Output exactly the lines that run from the line with "Class, locate every instance of the grass blade" to the end of the material, both ends included, and no other lines.

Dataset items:
§ §
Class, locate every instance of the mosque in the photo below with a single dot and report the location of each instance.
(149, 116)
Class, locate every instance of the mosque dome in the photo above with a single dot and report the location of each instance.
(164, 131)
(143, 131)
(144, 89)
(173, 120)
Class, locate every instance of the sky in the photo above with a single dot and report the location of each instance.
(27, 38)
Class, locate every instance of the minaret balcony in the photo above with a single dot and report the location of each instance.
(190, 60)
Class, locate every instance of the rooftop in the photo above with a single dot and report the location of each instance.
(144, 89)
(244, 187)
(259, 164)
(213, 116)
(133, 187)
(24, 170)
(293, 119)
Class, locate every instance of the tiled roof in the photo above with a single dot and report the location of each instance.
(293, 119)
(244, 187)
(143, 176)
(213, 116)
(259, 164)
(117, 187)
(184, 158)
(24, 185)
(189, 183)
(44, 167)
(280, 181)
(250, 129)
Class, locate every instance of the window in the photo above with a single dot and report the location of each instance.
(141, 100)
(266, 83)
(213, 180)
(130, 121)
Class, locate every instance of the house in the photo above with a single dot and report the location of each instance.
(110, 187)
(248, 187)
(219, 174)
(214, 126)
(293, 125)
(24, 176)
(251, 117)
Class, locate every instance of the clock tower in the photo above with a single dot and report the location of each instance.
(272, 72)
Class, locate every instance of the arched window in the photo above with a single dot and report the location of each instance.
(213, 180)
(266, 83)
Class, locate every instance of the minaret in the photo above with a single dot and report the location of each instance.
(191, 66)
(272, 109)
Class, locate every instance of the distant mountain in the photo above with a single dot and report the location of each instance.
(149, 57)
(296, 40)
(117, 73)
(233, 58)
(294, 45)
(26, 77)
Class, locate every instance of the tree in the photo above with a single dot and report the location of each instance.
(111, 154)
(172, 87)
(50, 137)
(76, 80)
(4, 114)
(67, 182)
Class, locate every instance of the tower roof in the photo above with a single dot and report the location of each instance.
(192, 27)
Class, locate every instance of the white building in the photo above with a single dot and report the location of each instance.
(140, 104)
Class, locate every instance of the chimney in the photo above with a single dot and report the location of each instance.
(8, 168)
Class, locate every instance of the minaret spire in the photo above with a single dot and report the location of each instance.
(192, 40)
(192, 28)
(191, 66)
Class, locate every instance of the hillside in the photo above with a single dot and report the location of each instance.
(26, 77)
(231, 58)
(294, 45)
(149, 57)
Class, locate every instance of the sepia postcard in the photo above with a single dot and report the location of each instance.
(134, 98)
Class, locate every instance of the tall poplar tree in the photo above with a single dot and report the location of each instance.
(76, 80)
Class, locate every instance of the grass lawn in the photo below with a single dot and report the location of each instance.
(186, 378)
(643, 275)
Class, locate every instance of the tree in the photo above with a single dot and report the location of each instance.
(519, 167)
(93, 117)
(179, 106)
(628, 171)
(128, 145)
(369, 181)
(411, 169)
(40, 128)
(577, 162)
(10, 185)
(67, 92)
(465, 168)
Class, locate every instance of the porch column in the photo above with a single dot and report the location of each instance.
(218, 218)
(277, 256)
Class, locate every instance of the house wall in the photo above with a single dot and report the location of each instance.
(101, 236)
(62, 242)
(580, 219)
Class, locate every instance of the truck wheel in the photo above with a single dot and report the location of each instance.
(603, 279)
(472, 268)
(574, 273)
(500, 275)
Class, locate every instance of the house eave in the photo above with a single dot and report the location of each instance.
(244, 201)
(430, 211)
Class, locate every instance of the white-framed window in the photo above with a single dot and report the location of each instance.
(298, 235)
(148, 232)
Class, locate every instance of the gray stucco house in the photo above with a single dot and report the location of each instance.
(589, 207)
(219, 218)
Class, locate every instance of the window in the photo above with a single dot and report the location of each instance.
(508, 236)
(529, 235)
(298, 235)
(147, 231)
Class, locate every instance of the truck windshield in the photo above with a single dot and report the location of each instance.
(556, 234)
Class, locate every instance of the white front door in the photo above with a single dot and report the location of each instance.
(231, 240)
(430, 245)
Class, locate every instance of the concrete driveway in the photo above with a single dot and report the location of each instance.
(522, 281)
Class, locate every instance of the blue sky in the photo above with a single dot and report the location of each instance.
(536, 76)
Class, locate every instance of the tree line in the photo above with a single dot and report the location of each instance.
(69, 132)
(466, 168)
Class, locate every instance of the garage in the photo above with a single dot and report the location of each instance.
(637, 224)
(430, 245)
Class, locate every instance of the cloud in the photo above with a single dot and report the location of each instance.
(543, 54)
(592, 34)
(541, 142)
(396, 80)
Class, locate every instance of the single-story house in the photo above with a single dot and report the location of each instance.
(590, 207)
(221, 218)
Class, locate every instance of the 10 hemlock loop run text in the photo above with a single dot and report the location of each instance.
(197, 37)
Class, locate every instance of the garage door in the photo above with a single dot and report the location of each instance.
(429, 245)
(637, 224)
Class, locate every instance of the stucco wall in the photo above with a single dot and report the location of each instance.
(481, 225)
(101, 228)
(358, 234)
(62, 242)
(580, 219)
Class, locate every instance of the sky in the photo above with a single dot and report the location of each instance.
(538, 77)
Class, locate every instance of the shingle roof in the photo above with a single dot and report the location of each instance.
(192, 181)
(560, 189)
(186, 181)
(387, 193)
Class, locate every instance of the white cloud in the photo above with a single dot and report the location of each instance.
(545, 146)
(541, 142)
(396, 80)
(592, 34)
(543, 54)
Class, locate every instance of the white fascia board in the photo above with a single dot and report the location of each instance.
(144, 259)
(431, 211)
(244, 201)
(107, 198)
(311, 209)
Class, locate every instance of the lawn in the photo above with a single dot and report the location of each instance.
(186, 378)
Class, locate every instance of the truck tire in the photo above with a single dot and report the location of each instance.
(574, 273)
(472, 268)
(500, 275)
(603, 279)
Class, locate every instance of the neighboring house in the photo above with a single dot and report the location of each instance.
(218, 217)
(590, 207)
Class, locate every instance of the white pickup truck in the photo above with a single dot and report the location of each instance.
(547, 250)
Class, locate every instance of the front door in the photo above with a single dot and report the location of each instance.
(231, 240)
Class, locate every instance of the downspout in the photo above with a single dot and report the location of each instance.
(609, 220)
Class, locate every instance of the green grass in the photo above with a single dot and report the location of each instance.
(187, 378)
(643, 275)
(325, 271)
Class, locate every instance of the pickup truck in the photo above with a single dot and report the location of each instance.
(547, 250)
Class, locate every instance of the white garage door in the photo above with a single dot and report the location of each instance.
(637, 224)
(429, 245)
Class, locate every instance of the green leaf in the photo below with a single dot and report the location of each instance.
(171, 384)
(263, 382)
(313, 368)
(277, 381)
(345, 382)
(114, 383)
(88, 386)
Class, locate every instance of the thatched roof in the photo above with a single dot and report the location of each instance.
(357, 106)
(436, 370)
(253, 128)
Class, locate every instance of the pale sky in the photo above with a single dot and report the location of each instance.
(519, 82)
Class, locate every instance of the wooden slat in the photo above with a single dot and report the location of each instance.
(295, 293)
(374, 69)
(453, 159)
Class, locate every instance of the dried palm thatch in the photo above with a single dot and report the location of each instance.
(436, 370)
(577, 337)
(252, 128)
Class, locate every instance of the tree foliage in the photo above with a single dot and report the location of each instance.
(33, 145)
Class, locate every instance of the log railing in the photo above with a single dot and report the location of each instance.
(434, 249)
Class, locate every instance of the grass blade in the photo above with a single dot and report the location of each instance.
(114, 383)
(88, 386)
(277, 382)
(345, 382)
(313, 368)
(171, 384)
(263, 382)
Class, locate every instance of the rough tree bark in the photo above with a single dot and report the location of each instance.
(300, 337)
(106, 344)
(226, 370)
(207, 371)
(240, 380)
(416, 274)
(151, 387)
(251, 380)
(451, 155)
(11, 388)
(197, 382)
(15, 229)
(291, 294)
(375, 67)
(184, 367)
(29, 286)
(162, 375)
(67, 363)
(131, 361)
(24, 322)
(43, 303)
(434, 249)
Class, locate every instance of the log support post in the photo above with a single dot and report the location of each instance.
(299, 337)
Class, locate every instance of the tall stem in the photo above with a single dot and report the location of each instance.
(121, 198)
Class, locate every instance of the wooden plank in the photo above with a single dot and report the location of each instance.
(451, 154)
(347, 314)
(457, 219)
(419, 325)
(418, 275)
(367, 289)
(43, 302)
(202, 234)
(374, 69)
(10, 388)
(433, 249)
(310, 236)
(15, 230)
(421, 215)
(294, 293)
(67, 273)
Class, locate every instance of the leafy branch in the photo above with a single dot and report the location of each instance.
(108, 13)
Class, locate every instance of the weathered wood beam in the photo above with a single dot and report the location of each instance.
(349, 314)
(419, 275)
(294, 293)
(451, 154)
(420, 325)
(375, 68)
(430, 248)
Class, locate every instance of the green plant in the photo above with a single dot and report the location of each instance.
§ §
Correct output -
Class, locate every instance of the grass blade in the photo above with a single dot and report the location of each instance.
(114, 383)
(88, 386)
(277, 382)
(345, 382)
(313, 368)
(171, 384)
(263, 382)
Class, locate every instance of the rough tree bark in the photo above with a single dot and report the location of each instance.
(300, 337)
(106, 344)
(226, 370)
(207, 371)
(240, 380)
(416, 274)
(151, 387)
(251, 380)
(451, 155)
(11, 388)
(197, 382)
(15, 229)
(291, 294)
(375, 67)
(184, 367)
(29, 286)
(162, 375)
(67, 363)
(131, 361)
(24, 322)
(43, 303)
(434, 249)
Class, locate every instance of the log support post in the photo above with a single dot and report the location of each instance.
(299, 337)
Class, locate every instance of the tall stem in the photo above with a single dot and report the location of each instance.
(121, 198)
Class, locate every instance of the wooden plank in the photo above with a single dot and report the location of each instance.
(451, 154)
(347, 314)
(457, 219)
(419, 325)
(418, 275)
(367, 289)
(43, 302)
(202, 234)
(374, 69)
(10, 388)
(433, 249)
(310, 236)
(15, 230)
(421, 215)
(294, 293)
(67, 273)
Class, locate every instance of the leafy branch in the photo above with a single dot and report the location of each instance.
(108, 13)
Class, locate every instance of the weathered wood beam in the photo above with a single dot and report the location of each instance.
(349, 314)
(419, 275)
(294, 293)
(451, 154)
(420, 325)
(375, 68)
(430, 248)
Class, locate every instance of the green plant in the photo above with a single dot and report the location of each instance.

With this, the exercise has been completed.